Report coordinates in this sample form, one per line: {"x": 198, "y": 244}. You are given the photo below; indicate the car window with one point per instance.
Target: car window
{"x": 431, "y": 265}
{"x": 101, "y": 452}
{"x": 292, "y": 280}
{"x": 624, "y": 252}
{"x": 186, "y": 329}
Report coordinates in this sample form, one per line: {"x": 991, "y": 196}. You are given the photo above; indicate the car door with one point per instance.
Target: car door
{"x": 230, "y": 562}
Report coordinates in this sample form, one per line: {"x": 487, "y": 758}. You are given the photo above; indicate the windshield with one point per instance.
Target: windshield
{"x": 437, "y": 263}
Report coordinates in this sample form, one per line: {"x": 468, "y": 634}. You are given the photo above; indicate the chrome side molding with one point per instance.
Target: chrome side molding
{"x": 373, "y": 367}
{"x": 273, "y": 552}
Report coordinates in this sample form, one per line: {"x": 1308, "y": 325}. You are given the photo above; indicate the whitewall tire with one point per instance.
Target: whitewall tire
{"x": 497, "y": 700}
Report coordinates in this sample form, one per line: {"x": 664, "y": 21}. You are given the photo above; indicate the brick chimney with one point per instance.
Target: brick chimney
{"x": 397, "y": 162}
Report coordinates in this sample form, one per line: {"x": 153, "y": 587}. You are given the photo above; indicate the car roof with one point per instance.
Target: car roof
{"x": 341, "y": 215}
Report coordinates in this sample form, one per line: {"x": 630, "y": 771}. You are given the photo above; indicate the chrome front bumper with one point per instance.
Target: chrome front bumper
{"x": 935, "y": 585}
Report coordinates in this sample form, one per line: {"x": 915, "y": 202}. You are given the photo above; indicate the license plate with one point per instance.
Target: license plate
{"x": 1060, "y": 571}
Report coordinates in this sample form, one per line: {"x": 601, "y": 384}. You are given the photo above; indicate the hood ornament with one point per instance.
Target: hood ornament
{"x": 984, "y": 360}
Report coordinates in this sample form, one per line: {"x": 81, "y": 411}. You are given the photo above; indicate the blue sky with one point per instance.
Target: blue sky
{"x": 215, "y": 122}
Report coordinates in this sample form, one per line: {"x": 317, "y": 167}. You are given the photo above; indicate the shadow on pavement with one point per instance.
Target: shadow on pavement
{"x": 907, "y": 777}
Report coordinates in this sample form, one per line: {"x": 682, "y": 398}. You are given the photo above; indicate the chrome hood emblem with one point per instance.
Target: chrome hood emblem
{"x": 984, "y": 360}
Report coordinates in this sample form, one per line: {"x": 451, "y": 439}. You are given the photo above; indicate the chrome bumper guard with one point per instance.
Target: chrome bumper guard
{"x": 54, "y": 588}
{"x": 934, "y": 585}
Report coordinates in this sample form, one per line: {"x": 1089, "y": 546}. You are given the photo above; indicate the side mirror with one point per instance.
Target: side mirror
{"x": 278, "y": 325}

_____

**PROBLEM TO SOLVE**: Please reproduce all of the records exactly as they stand.

**ANSWER BELOW**:
Report coordinates in this sample form, one per line: {"x": 198, "y": 244}. You are given the photo below; indicate the car window with one point per instance.
Target: car window
{"x": 431, "y": 265}
{"x": 101, "y": 452}
{"x": 292, "y": 280}
{"x": 624, "y": 252}
{"x": 186, "y": 329}
Report coordinates in this sample form, one per line: {"x": 991, "y": 196}. You are given the photo above; indicate the car door with one point per instance.
Target: car door
{"x": 230, "y": 562}
Report coordinates in this sample form, one per line: {"x": 487, "y": 758}. You are given the photo above; indicate the windshield with one point per instance.
Target: windshield
{"x": 437, "y": 263}
Report coordinates in this sample form, one per line: {"x": 468, "y": 634}. You are given the photo above; indicate the chrome side molding with one point per instance.
Target: chrome side molding
{"x": 373, "y": 367}
{"x": 273, "y": 552}
Report coordinates in this sample form, one per line: {"x": 1308, "y": 325}. You are given the photo above; indicate the whitewall tire with one point per instance.
Target: whitewall tire
{"x": 497, "y": 700}
Report coordinates in this sample form, one per line: {"x": 664, "y": 21}. You are given the photo above; indicate the brick chimney with one point per instance.
Target: brick chimney
{"x": 397, "y": 162}
Report coordinates in this sample form, one per line: {"x": 153, "y": 587}. You are given the photo above; indicate the car roof with one point per instance.
Target: car roof
{"x": 341, "y": 215}
Report coordinates in this sample form, one per line: {"x": 630, "y": 771}. You are given the photo above; indicate the chrome front bumper with one point per instance.
Target: chrome front bumper
{"x": 935, "y": 585}
Report coordinates in this sample form, one per line: {"x": 915, "y": 202}. You are given the photo above; indicate the license plate with one point per instance.
Target: license plate
{"x": 1060, "y": 571}
Report coordinates in this sample form, one per line: {"x": 601, "y": 384}. You are given the photo above; indicate the hood ornament with one point per instance.
Target: hood ornament
{"x": 984, "y": 360}
Report coordinates in this sample form, one per line: {"x": 81, "y": 411}. You are given the photo above; indicate the blue sky with one point per instance.
Target: blue sky
{"x": 215, "y": 122}
Report coordinates in this sample form, one per line: {"x": 317, "y": 167}. You are given the photo above; indicate the shadow on pavement with one point per instance.
Target: shadow on pavement
{"x": 907, "y": 777}
Report coordinates in this sample form, one per line: {"x": 682, "y": 398}. You are given the photo above; indicate the chrome hood emblem with one point per instance.
Target: chrome hood emblem
{"x": 984, "y": 360}
Report coordinates in this sample form, one per line: {"x": 451, "y": 439}. You are given the photo above; indicate the chrome bumper guard with one point per instance.
Target: chrome bumper guard
{"x": 54, "y": 588}
{"x": 934, "y": 585}
Report coordinates in this sample form, one per line: {"x": 1089, "y": 546}. You are given the photo above; indicate the side mirror with one point per instance.
Target: side mirror
{"x": 278, "y": 325}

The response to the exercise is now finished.